- **TEXT TO READ**

◆ ◆ ◆ ◆

[Taxacom] Seed plants of Fiji
Karl Magnacca
kmagnacca at alumni.wesleyan.edu
Thu Nov 16 13:06:43 CST 2006
On Thu, November 16, 2006 8:30 am, John Grehan wrote:
> Thank you for the clarification of your perspective. I can see that it
> is the traditional view that geological theory (i.e. interpretation of
> the evidence) determines biogeographic theory.
To a certain extent, it does. If you have a barrier that cannot be easily
crossed by the organism in question, and there is no evidence that it did
not exist at some time in the past (especially if there *is* evidence that
it has always existed), then until you come up with contradictory evidence
the conclusion is that the organisms dispersed across the barrier.
> You say "there is no
> evidence at all that the Hawaiian Islands have been anything other than
> always isolated". One would need to ask what "evidence" you would
> require. If you are looking only for the presence, for example, of
> continental rock remains, you might never find evidence (although such
> evidence has been found for at least one mid Atlantic ridge island).
*Any* evidence would be enough to have a discussion. So far you keep
saying that there is evidence that the Hawaiian Islands are vicariant but
have given nothing in support.
> If one limits geological 'evidence' to the rocks themselves and the
> accepted interpretations of geologists biogeography will never be a
> science since it cannot independently predict history. As for Hawaii
> there is indeed biogeographic evidence for its biota having been
> inherited in part from an in situ Pacific biota.
Sure, but if you're talking about a biota that is called "Pacific" because
it is composed of species that disperse among the islands, it has nothing
to do with vicariance.
quoting from your reply to Neal:
> For example, the connection between Hawaii and Tahiti may be correlated
> with the geological theory suggesting some of the Hawaiian chain
> originated in the south. But then some would argue that the island
> integration was never close enough to allow direct terrestrial or
> shallow marine transfer. Perhaps so, but the meta-population theory does
> not require that such organisms cannot have the opportunity to move over
> water through their means of dispersal. The vicariism just means that
> the process was local rather than regional.

◆ ◆ ◆ ◆

- **DATA LINES**
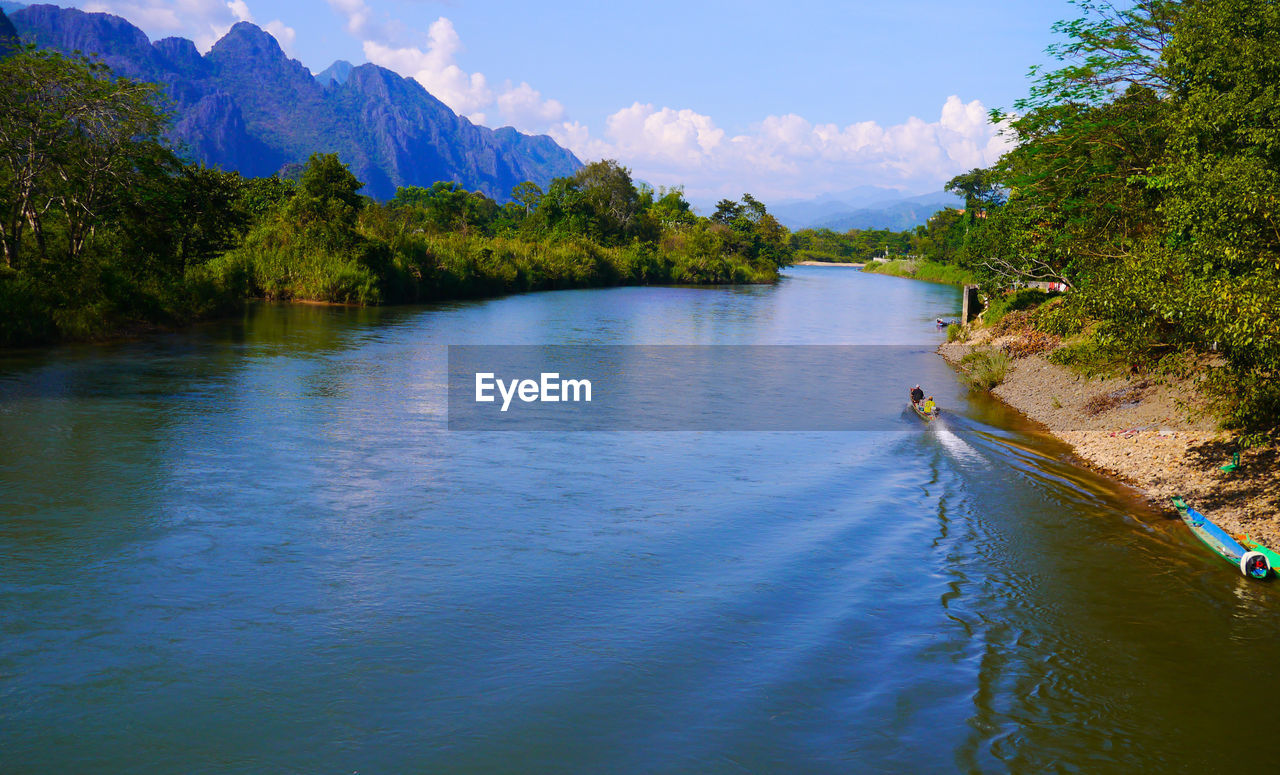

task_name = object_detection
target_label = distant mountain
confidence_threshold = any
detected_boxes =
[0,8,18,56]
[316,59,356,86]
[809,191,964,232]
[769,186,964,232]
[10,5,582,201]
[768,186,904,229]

◆ ◆ ◆ ◆

- **WORK TO DO**
1. Translate this sentence from the mailing-list message into Spanish: "So far you keep saying that there is evidence that the Hawaiian Islands are vicariant but have given nothing in support."
2. Rewrite the rows with "distant mountain" swapped for "far hill" and everything else unchanged. Leave the pictures out.
These rows are unrelated to the mailing-list message.

- **SOLUTIONS IN ORDER**
1. Hasta ahora usted sigue diciendo que hay evidencia de que las islas hawaianas son vicariantes, pero no ha aportado nada que lo respalde.

2.
task_name = object_detection
target_label = far hill
confidence_threshold = any
detected_boxes =
[0,8,18,56]
[316,59,356,86]
[809,191,964,232]
[769,186,964,232]
[10,5,582,201]
[768,186,904,229]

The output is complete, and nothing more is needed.